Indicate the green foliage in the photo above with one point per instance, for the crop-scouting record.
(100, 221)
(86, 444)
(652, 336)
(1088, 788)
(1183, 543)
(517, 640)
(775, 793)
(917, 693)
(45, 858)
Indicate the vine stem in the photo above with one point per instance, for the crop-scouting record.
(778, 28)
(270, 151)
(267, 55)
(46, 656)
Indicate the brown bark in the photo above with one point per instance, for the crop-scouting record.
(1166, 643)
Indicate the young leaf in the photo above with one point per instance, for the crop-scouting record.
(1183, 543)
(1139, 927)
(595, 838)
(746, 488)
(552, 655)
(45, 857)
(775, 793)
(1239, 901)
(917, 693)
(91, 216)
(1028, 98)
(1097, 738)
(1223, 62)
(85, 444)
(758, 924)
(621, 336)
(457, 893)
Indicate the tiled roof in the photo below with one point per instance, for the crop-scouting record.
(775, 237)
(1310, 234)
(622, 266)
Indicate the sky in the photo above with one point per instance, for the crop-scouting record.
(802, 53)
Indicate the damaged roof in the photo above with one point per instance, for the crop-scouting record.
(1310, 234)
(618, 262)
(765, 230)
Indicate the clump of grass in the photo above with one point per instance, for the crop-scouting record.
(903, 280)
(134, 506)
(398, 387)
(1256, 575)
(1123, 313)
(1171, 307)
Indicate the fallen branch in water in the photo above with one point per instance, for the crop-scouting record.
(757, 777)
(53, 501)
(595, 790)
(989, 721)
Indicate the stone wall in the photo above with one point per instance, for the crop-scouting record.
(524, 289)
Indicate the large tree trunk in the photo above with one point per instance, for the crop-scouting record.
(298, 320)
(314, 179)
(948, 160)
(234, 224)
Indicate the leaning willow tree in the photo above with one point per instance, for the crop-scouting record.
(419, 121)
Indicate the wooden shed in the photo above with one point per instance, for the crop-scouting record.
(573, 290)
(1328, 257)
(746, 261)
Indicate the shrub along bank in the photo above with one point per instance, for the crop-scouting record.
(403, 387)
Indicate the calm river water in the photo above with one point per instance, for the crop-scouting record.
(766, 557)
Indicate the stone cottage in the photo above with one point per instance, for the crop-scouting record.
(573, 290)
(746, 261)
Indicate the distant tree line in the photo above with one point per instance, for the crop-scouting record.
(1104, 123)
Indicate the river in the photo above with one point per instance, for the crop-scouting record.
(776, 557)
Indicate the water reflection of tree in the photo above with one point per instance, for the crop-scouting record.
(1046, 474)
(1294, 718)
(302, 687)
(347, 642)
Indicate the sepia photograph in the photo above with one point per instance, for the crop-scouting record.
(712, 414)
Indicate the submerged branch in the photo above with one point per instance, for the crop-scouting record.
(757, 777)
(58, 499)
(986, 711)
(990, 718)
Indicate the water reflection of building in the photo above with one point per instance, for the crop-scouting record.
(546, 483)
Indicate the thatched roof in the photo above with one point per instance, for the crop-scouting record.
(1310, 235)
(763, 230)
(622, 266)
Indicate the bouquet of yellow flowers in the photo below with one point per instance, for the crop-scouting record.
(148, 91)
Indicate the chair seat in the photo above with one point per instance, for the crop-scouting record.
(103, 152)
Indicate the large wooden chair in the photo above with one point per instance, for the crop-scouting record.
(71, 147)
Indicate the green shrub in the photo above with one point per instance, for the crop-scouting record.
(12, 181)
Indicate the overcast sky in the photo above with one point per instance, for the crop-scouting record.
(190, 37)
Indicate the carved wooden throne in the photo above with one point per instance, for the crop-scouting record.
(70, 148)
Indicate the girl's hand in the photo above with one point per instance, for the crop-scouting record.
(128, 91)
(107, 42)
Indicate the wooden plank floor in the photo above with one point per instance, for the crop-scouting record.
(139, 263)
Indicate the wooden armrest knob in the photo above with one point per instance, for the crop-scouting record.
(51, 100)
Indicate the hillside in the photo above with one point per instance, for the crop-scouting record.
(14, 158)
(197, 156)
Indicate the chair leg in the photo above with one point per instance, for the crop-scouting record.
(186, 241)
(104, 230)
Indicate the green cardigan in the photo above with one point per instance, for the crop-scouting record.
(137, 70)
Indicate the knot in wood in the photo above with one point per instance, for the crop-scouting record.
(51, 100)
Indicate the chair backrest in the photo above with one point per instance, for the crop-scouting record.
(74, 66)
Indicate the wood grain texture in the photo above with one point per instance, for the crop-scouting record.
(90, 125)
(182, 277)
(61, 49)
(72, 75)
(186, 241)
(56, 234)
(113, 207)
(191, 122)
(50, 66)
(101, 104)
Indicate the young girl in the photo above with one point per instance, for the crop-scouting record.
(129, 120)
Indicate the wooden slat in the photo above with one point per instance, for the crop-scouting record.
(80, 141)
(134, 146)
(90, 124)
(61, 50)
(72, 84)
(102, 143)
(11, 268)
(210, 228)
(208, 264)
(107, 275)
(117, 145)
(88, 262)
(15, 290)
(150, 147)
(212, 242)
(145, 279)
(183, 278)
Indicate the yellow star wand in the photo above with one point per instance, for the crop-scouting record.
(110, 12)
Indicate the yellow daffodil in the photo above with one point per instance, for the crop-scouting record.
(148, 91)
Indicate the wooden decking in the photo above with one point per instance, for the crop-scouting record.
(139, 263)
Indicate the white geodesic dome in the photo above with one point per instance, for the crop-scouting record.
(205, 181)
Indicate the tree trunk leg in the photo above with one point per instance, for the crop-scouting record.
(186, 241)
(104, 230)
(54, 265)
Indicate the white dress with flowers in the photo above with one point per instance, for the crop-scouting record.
+++++
**Exercise aim**:
Copy every one of the records above verbatim, from first line to last.

**Exercise output**:
Indicate the green foliage in the photo above with one point per instance, for the crop-scouting record.
(100, 221)
(86, 444)
(652, 336)
(1088, 788)
(1183, 543)
(517, 640)
(775, 793)
(917, 693)
(45, 858)
Indicate the vine stem in the photo above with one point per instance, for the crop-scouting record.
(778, 28)
(270, 151)
(267, 55)
(46, 656)
Indicate the brown bark in the photo above with one point per instance, for the crop-scouting record.
(1166, 643)
Indicate the young leaf in the photo above with one point per instance, for the crop-scouting record.
(1183, 543)
(1139, 927)
(595, 838)
(746, 488)
(552, 655)
(45, 857)
(775, 793)
(1239, 901)
(917, 693)
(91, 216)
(1028, 98)
(1097, 738)
(1223, 62)
(85, 444)
(758, 924)
(621, 336)
(457, 893)
Indicate the tiled roof in the photo below with one point per instance, for the crop-scouting record.
(775, 237)
(1310, 234)
(622, 266)
Indicate the sky in the photo above with one point per instance, for the crop-scouting record.
(802, 53)
Indicate the damaged roof in the photo above with one point per instance, for the crop-scouting record.
(1310, 234)
(618, 262)
(765, 230)
Indicate the clump of grass in the photo above with one point per instance, for the crop-scouting record.
(903, 280)
(134, 506)
(398, 387)
(1256, 575)
(1123, 313)
(1171, 307)
Indicate the fallen branch in water in the photo above with one point per instance, for the crop-scouting record.
(757, 777)
(53, 501)
(595, 790)
(989, 721)
Indicate the stone wall in the photo above with one point per instance, for the crop-scouting record.
(524, 289)
Indicate the large tree trunk in the photo above with one point per instance, for the crop-scouting record.
(298, 320)
(314, 179)
(948, 160)
(234, 224)
Indicate the leaning willow tree in the photo above with one point per instance, for the crop-scouting record.
(419, 121)
Indicate the wooden shed in the photo above with one point per instance, for the crop-scouting record.
(573, 290)
(1328, 257)
(746, 261)
Indicate the shrub along bank in the photo above with one point per instance, for the crop-scouting record.
(403, 387)
Indicate the calm river water in the photo above with one point per instance, for the crop-scouting record.
(766, 557)
Indicate the stone cottage in the photo above with one point per instance, for the crop-scouting record.
(573, 290)
(746, 261)
Indicate the distant tree line in the photo above with one point per instance, for the crop-scouting record.
(1104, 123)
Indicate the river in the photo above with one point per instance, for the crop-scouting record.
(776, 557)
Indicate the water reflection of tree in the photo above with one point per instance, for the crop-scouting record.
(1046, 474)
(1294, 718)
(302, 687)
(347, 642)
Indicate the sepia photograph in the photo above with one point per instance, for the crop-scouting record.
(712, 414)
Indicate the submerged branch in the photo above with one point per instance, for the crop-scouting record.
(757, 777)
(58, 499)
(986, 711)
(990, 718)
Indicate the water reflection of building in the photo above with one point per instance, for the crop-scouting record.
(546, 483)
Indicate the thatched roof in the photo above with one point per instance, for the crop-scouting record.
(1310, 235)
(763, 230)
(622, 266)
Indicate the bouquet of yellow flowers in the photo below with one point per instance, for the crop-scouting record.
(148, 91)
Indicate the chair seat in the photo above with one point per instance, for the crop-scouting record.
(103, 152)
Indicate the large wooden chair in the photo above with one point per instance, for the crop-scouting record.
(71, 147)
Indicate the green shrub in the photo above with one point per instance, for the crop-scouting record.
(12, 181)
Indicate the overcast sky in the photo above with one point per instance, for the crop-scouting record.
(190, 37)
Indicate the carved wooden throne in the photo above with one point per instance, for the crop-scouting record.
(70, 148)
Indicate the girl's hand in the photo above with one point per instance, for the crop-scouting record.
(128, 91)
(107, 42)
Indicate the wooden plank floor in the photo above with one point per instance, for the crop-scouting record.
(139, 263)
Indicate the wooden armrest knob in the photo above with one point per instance, for the crop-scouting record.
(51, 100)
Indicate the hillside in the photo above with one point per instance, for the crop-scouting record.
(14, 158)
(197, 156)
Indicate the chair leg in the photo above with one point per instance, for the crop-scouting record.
(186, 241)
(104, 230)
Indicate the green cardigan in the photo above with one point per instance, for the crop-scouting record.
(137, 70)
Indicate the knot in wood in the photo above with one point per instance, for the crop-scouting record.
(51, 100)
Indicate the chair backrest in the photo above with one point per instance, for the crop-scouting record.
(74, 66)
Indicate the wood grain texture in the photo above with one point per instance, for the crop-scouting record.
(90, 125)
(182, 277)
(61, 49)
(72, 75)
(186, 241)
(56, 234)
(113, 207)
(191, 122)
(50, 66)
(101, 104)
Indicate the young girl in the photo above with one point per instance, for the crop-scouting record.
(129, 120)
Indicate the wooden slat in the photo above with one point per instance, for the crop-scouting record.
(80, 141)
(134, 146)
(90, 124)
(61, 50)
(72, 84)
(102, 143)
(11, 268)
(210, 228)
(208, 264)
(107, 275)
(117, 145)
(88, 262)
(15, 290)
(150, 147)
(212, 242)
(145, 279)
(183, 278)
Indicate the yellow star wand in the photo above with one point per instance, for the crop-scouting record.
(110, 12)
Indicate the yellow daffodil in the photo above with one point per instance, for the crop-scouting record.
(148, 91)
Indicate the wooden decking in the photo above with one point per instance, for the crop-scouting record.
(139, 263)
Indicate the white geodesic dome in the photo above with one point per instance, for the crop-scouting record.
(205, 181)
Indicate the tree trunk leg in the photo above with one point per instance, for the crop-scouting record.
(186, 241)
(104, 230)
(54, 265)
Indicate the white dress with flowers in the photo above with one point per instance, for the crop-scouting record.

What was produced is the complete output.